# Instructions for the task
Return every line in the entries below where the word "grass" shows up.

[[ Task inputs, beginning ]]

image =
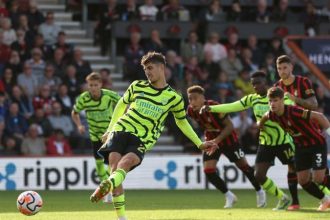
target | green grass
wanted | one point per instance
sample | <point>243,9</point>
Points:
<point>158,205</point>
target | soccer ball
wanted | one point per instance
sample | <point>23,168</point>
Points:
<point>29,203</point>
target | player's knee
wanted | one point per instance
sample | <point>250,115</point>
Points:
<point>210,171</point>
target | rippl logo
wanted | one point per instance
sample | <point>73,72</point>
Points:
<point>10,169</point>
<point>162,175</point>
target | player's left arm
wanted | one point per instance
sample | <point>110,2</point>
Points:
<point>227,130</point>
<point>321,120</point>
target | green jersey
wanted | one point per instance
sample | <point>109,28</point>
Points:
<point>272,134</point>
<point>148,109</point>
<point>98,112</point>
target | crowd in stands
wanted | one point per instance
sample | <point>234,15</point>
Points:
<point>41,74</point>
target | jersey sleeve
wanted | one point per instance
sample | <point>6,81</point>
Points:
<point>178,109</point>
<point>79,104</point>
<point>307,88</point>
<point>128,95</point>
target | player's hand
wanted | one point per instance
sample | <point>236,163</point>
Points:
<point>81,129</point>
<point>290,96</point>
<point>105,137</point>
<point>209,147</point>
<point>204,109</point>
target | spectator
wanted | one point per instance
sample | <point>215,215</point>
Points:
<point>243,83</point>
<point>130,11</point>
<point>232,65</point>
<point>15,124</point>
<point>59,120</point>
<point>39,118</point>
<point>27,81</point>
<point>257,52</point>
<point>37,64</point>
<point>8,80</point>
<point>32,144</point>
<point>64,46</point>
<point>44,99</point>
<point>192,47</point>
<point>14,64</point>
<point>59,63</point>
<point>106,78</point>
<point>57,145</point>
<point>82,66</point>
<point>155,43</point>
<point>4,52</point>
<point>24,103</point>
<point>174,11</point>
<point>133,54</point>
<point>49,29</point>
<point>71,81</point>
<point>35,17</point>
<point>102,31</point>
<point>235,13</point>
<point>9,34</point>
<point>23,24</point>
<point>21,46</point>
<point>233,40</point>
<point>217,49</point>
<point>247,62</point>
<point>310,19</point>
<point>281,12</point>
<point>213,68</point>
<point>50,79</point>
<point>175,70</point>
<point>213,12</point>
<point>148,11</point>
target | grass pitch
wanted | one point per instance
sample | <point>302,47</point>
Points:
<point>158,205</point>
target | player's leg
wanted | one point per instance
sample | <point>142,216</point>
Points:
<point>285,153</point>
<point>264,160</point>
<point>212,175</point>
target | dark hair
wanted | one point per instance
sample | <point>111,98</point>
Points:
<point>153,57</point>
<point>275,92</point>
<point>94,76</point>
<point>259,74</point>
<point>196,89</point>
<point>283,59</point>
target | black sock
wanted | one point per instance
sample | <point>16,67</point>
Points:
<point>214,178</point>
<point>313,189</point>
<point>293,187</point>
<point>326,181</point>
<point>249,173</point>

[[ Task inputs, end ]]

# Answer to this task
target | green grass
target | grass pitch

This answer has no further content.